[Stored data entries]

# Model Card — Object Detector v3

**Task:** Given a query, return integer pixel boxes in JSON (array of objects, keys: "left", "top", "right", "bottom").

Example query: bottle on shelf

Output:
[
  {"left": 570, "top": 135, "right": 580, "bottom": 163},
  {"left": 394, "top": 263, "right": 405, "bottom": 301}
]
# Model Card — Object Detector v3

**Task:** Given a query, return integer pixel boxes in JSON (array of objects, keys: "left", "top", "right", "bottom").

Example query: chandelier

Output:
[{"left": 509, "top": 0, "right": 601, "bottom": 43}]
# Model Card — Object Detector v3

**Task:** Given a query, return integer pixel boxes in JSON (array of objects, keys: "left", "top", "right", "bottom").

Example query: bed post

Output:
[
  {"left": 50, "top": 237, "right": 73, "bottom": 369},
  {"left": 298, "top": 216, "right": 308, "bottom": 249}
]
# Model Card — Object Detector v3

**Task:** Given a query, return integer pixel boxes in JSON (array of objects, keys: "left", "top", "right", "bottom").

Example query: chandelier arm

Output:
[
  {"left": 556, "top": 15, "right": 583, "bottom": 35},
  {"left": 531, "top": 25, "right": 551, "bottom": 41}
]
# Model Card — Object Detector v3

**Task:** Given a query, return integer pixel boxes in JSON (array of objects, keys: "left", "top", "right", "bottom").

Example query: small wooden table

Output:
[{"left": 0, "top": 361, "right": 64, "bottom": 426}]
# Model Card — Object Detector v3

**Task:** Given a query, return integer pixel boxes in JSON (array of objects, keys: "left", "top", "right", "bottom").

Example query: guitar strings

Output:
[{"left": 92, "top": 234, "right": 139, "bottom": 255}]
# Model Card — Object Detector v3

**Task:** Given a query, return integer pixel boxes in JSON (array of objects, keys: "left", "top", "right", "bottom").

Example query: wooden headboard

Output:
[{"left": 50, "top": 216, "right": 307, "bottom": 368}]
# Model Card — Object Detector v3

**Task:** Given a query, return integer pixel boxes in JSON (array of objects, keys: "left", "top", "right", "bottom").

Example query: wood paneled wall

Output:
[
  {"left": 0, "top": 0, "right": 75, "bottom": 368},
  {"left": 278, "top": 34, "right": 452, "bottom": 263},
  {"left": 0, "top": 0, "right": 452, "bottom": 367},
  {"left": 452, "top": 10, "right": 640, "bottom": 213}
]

§ **WHAT IS NEEDED**
From top to bottom, repeat the data above without alteration.

§ **ANSWER BOX**
# Model Card — Object Detector v3

**Task:** Given a query, return integer pixel boxes in JSON (array of objects, keys: "left", "top", "right", "bottom").

Example query: bottle on shelf

Output:
[
  {"left": 570, "top": 135, "right": 580, "bottom": 163},
  {"left": 394, "top": 263, "right": 405, "bottom": 301}
]
# Model Card — Object Detector v3

**Task:** Given a query, return integer pixel boxes in JSON (array of objects, keys: "left", "top", "right", "bottom").

Example query: chandelier

Output:
[{"left": 509, "top": 0, "right": 601, "bottom": 43}]
# Model Card — Object Detector v3

**Task:** Given a query, return integer pixel boxes in JSON (array of objects, keys: "left", "top", "right", "bottom").

Example query: bed post

Output:
[
  {"left": 50, "top": 237, "right": 73, "bottom": 369},
  {"left": 298, "top": 216, "right": 308, "bottom": 249}
]
# Model Card — Object Detector v3

**Task:** Given a query, return integer pixel boxes in JSON (array of objects, keys: "left", "top", "right", "bottom").

Example query: chandelier arm

Output:
[
  {"left": 556, "top": 15, "right": 583, "bottom": 35},
  {"left": 531, "top": 25, "right": 551, "bottom": 41}
]
# Model Card — Object Detector v3

**Task:** Given a query, return integer pixel boxes in JSON (array of objects, keys: "left", "top", "right", "bottom").

Example query: small wooden table

Output:
[{"left": 0, "top": 361, "right": 64, "bottom": 426}]
# Model Card — Object Detector v3

**Task:** Given a query, return integer pixel boxes in JSON (array of objects, keys: "left", "top", "right", "bottom").

Example query: guitar strings

Output:
[{"left": 92, "top": 234, "right": 139, "bottom": 255}]
# Model Card — Object Detector v3

**Task:** Given a query, return integer pixel boxes in JSON (array of objects, keys: "left", "top", "right", "bottom").

Example query: wooden headboard

Output:
[{"left": 50, "top": 216, "right": 307, "bottom": 368}]
# Model Card — Object Detector v3

**Task:** Given a query, return integer pixel boxes in JSON (array of objects, keys: "left", "top", "right", "bottom").

Example query: wood paneled wall

Output:
[
  {"left": 0, "top": 0, "right": 75, "bottom": 368},
  {"left": 278, "top": 34, "right": 452, "bottom": 263},
  {"left": 0, "top": 0, "right": 452, "bottom": 367},
  {"left": 452, "top": 10, "right": 640, "bottom": 213}
]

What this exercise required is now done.